-- Material to process start --

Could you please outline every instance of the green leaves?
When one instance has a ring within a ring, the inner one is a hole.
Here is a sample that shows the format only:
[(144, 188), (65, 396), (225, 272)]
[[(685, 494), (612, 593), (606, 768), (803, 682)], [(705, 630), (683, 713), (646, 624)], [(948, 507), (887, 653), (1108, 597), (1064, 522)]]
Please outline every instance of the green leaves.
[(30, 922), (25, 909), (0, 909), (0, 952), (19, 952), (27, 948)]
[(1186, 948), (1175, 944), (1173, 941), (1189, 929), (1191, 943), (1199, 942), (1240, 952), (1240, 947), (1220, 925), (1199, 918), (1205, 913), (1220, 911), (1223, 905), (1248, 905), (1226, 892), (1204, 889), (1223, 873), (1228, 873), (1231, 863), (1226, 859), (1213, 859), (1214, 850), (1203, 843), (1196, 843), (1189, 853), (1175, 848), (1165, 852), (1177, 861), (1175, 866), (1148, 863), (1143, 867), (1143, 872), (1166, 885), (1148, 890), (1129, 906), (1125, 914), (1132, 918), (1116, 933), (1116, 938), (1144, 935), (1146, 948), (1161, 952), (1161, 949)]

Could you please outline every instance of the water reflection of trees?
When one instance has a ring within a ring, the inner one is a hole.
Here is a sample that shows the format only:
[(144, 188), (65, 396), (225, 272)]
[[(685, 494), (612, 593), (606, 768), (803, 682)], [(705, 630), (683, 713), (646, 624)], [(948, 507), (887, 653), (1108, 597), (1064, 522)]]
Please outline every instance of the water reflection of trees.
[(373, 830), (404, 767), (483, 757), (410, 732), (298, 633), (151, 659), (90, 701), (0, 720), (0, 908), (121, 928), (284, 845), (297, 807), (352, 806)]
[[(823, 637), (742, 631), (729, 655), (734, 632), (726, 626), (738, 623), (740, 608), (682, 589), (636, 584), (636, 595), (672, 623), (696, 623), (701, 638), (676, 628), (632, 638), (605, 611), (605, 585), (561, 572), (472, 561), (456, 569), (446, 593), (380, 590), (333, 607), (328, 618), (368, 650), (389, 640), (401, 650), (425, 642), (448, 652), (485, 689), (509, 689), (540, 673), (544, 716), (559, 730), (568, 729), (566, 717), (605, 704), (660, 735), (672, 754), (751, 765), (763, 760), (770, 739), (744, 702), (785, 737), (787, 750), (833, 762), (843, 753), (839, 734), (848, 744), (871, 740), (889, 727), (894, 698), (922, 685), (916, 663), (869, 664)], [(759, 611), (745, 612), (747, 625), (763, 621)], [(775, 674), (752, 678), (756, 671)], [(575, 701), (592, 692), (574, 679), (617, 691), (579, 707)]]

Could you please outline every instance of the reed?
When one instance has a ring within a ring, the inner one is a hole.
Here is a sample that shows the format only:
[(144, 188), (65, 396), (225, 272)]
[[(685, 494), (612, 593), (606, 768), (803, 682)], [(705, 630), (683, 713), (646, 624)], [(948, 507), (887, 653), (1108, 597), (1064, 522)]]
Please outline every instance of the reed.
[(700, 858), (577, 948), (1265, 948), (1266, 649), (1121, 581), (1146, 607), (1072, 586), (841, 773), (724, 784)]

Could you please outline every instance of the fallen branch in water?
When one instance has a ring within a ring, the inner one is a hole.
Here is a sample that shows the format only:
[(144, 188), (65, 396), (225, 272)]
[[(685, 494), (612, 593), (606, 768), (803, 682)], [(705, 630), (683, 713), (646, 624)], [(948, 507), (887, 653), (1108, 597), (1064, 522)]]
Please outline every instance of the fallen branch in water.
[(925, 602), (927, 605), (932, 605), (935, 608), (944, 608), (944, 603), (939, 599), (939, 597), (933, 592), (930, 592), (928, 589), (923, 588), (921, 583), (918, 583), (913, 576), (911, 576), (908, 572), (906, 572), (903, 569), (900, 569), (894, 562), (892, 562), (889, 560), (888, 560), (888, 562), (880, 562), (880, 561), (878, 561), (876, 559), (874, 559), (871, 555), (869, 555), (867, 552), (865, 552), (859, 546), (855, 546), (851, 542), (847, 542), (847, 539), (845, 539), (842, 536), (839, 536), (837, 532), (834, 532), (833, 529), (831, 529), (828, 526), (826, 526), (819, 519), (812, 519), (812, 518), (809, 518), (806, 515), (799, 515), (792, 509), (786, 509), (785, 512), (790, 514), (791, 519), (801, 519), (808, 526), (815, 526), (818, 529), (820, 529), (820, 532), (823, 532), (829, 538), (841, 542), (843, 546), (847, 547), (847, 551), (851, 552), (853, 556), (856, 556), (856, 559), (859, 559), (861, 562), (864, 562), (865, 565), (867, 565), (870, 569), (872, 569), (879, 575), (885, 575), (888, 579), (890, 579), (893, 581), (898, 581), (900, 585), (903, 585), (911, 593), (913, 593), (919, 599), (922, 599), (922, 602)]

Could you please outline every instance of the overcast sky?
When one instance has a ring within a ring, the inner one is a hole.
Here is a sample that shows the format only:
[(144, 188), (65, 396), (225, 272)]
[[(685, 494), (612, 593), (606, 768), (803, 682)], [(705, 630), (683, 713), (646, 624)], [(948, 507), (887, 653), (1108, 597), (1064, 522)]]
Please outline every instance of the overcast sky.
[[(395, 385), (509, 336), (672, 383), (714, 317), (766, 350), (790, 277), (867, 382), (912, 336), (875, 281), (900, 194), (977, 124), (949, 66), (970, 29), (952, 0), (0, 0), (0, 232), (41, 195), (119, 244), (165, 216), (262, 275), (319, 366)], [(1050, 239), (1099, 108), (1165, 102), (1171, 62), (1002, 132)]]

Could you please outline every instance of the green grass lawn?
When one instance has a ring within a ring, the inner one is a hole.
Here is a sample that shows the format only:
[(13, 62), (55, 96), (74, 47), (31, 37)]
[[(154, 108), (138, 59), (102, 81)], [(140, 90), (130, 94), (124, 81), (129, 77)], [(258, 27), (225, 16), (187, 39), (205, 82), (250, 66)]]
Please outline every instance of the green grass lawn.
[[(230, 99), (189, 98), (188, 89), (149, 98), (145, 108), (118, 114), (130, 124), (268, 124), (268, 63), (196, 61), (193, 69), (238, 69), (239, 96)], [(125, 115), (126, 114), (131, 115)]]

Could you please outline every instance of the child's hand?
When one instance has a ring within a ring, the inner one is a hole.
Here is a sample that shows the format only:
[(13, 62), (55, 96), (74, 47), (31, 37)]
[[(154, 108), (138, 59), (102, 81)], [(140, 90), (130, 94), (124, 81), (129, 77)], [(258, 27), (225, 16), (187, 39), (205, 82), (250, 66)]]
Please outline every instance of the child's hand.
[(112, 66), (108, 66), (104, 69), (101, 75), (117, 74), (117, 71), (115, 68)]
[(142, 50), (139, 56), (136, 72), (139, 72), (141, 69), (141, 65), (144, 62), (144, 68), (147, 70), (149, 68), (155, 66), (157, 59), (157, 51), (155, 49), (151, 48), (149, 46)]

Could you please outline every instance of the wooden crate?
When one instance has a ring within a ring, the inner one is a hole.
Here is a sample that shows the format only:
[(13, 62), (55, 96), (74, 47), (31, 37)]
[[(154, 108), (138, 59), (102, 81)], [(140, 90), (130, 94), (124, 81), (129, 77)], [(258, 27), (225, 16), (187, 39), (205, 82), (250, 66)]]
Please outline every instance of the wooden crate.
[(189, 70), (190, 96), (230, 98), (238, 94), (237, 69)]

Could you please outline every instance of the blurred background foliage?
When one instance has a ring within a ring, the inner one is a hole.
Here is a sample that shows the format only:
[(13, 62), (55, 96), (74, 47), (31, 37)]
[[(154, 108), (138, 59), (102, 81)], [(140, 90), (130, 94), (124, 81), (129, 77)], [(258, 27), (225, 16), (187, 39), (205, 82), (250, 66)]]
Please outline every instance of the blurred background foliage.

-- Material to process end --

Can you copy out all of the data above, character for character?

# Task solution
Could you please outline every instance of the green leaves?
When one instance has a ring within a ring, the inner one is a hole.
Here is a sample that shows the format only:
[(144, 188), (65, 396), (225, 272)]
[[(685, 494), (612, 593), (606, 768), (803, 682)], [(705, 630), (683, 713), (646, 624)], [(948, 507), (887, 653), (1108, 597), (1064, 522)]]
Please outline every instance of the green leaves.
[(30, 922), (25, 909), (0, 909), (0, 952), (19, 952), (27, 948)]
[(1186, 948), (1175, 944), (1173, 941), (1189, 929), (1191, 943), (1199, 942), (1240, 952), (1240, 947), (1220, 925), (1199, 918), (1205, 913), (1220, 911), (1223, 905), (1248, 905), (1226, 892), (1204, 889), (1223, 873), (1228, 873), (1231, 863), (1226, 859), (1213, 859), (1214, 850), (1203, 843), (1196, 843), (1189, 853), (1175, 848), (1165, 852), (1177, 861), (1175, 866), (1148, 863), (1143, 867), (1143, 872), (1166, 885), (1148, 890), (1129, 906), (1125, 914), (1132, 918), (1116, 933), (1116, 938), (1144, 935), (1146, 948), (1161, 952), (1161, 949)]

Could you please outline every instance of the water reflection of trees?
When one instance has a ring within a ring, the inner one is a hole.
Here is a sample that shows the format only:
[(144, 188), (65, 396), (225, 272)]
[[(685, 494), (612, 593), (606, 768), (803, 682)], [(705, 630), (683, 713), (646, 624)], [(948, 507), (887, 653), (1108, 597), (1064, 522)]]
Please outline every instance of the water reflection of trees.
[(373, 830), (404, 767), (483, 757), (410, 732), (298, 633), (151, 659), (90, 701), (0, 720), (0, 908), (121, 928), (284, 845), (297, 807), (352, 806)]
[[(823, 637), (742, 631), (729, 655), (734, 632), (726, 626), (738, 623), (740, 608), (682, 589), (636, 584), (636, 595), (672, 623), (696, 623), (701, 638), (676, 628), (632, 638), (605, 611), (605, 585), (561, 572), (472, 561), (456, 569), (446, 593), (380, 590), (333, 607), (328, 618), (368, 650), (389, 640), (401, 650), (425, 642), (448, 652), (485, 689), (509, 689), (540, 673), (544, 716), (559, 730), (568, 729), (566, 717), (605, 704), (660, 735), (672, 754), (751, 765), (763, 760), (770, 739), (744, 702), (785, 737), (787, 750), (833, 762), (843, 753), (839, 734), (848, 744), (871, 740), (889, 727), (894, 698), (922, 685), (916, 663), (869, 664)], [(759, 611), (745, 612), (747, 625), (763, 621)], [(775, 674), (752, 678), (756, 671)], [(575, 701), (592, 692), (574, 679), (617, 691), (579, 707)]]

Could you please outline every instance of the reed?
When one instance has a ring within a ring, the inner one is a hole.
Here is a sample that shows the format only:
[(144, 188), (65, 396), (225, 272)]
[[(685, 494), (612, 593), (606, 768), (803, 682)], [(705, 630), (683, 713), (646, 624)], [(948, 507), (887, 653), (1108, 597), (1064, 522)]]
Please outline every instance of the reed.
[(700, 858), (577, 948), (1265, 948), (1266, 649), (1121, 581), (1146, 607), (1072, 586), (841, 773), (724, 784)]

Could you please outline every instance of the fallen branch in water?
When one instance has a ring within a ring, the inner one is a hole.
Here is a sample that shows the format only:
[(144, 188), (65, 396), (225, 272)]
[[(685, 494), (612, 593), (606, 768), (803, 682)], [(705, 630), (683, 713), (646, 624)], [(948, 507), (887, 653), (1108, 597), (1064, 522)]]
Please outline every instance of the fallen branch in water.
[(925, 602), (927, 605), (932, 605), (935, 608), (944, 608), (944, 603), (939, 599), (939, 597), (933, 592), (930, 592), (928, 589), (923, 588), (921, 583), (918, 583), (913, 576), (911, 576), (908, 572), (906, 572), (903, 569), (900, 569), (894, 562), (892, 562), (889, 560), (888, 560), (888, 562), (880, 562), (880, 561), (878, 561), (876, 559), (874, 559), (871, 555), (869, 555), (867, 552), (865, 552), (859, 546), (855, 546), (851, 542), (847, 542), (847, 539), (845, 539), (842, 536), (839, 536), (837, 532), (834, 532), (833, 529), (831, 529), (828, 526), (826, 526), (819, 519), (812, 519), (812, 518), (809, 518), (806, 515), (799, 515), (792, 509), (786, 509), (785, 512), (790, 514), (791, 519), (801, 519), (808, 526), (815, 526), (818, 529), (820, 529), (820, 532), (823, 532), (829, 538), (841, 542), (843, 546), (847, 547), (847, 551), (851, 552), (853, 556), (856, 556), (856, 559), (859, 559), (861, 562), (864, 562), (865, 565), (867, 565), (870, 569), (872, 569), (879, 575), (885, 575), (888, 579), (890, 579), (893, 581), (898, 581), (900, 585), (903, 585), (911, 593), (913, 593), (919, 599), (922, 599), (922, 602)]

Could you please outline every instance of the overcast sky?
When one instance has a ring within a ring, the inner one is a hole.
Here is a sample that shows the format only:
[(144, 188), (65, 396), (225, 272)]
[[(685, 494), (612, 593), (606, 768), (803, 682)], [(705, 630), (683, 713), (646, 624)], [(948, 507), (887, 653), (1108, 597), (1064, 522)]]
Please outline every instance of the overcast sky.
[[(395, 385), (509, 336), (672, 383), (714, 317), (766, 350), (790, 277), (867, 382), (912, 336), (875, 281), (900, 194), (977, 124), (949, 66), (970, 29), (952, 0), (0, 0), (0, 232), (41, 195), (119, 244), (165, 216), (262, 275), (319, 366)], [(1050, 239), (1099, 108), (1165, 102), (1171, 62), (1002, 132)]]

Could you please outline every instance of the green grass lawn?
When one instance has a ring within a ring, the inner one is a hole.
Here is a sample that shows the format only:
[(13, 62), (55, 96), (74, 47), (31, 37)]
[[(154, 108), (138, 59), (102, 81)], [(140, 90), (130, 94), (124, 81), (129, 77)], [(258, 27), (225, 16), (187, 39), (205, 82), (250, 66)]]
Please outline every instance of the green grass lawn.
[[(230, 99), (189, 98), (188, 89), (149, 98), (145, 108), (118, 114), (130, 124), (268, 124), (268, 63), (196, 61), (193, 69), (238, 69), (239, 96)], [(125, 115), (126, 114), (131, 115)]]

Could you please outline every instance of the child's hand?
When one instance has a ring within a ring, the inner one is a hole.
Here is a sample that shows the format only:
[(13, 62), (55, 96), (74, 47), (31, 37)]
[[(154, 108), (138, 59), (102, 81)], [(140, 90), (130, 94), (124, 81), (129, 77)], [(258, 27), (225, 16), (187, 39), (205, 82), (250, 66)]]
Please outline every instance of the child's hand.
[(112, 66), (108, 66), (104, 69), (101, 75), (117, 74), (117, 71), (115, 68)]
[(142, 50), (139, 56), (136, 72), (139, 72), (141, 69), (141, 65), (144, 62), (144, 68), (147, 70), (149, 68), (155, 66), (157, 59), (157, 51), (155, 49), (151, 48), (149, 46)]

Could you please outline every instance of the wooden crate?
When one instance has a ring within a ring, the inner one is a hole.
Here is a sample that shows the format only:
[(13, 62), (55, 96), (74, 47), (31, 37)]
[[(154, 108), (138, 59), (102, 81)], [(140, 90), (130, 94), (124, 81), (129, 77)], [(258, 27), (225, 16), (187, 39), (205, 82), (250, 66)]]
Please outline every instance of the wooden crate.
[(189, 70), (190, 96), (230, 98), (238, 94), (237, 69)]

Could you please outline every instance of the blurred background foliage?
When one instance has a ring within a ring, the inner one is a hole.
Here is a sample that shows the format only:
[(13, 62), (55, 96), (74, 47), (31, 37)]
[[(154, 108), (138, 59), (102, 81)], [(140, 90), (130, 94), (124, 81), (129, 77)], [(258, 27), (225, 16), (187, 39), (205, 82), (250, 66)]]
Please outline every instance of the blurred background foliage.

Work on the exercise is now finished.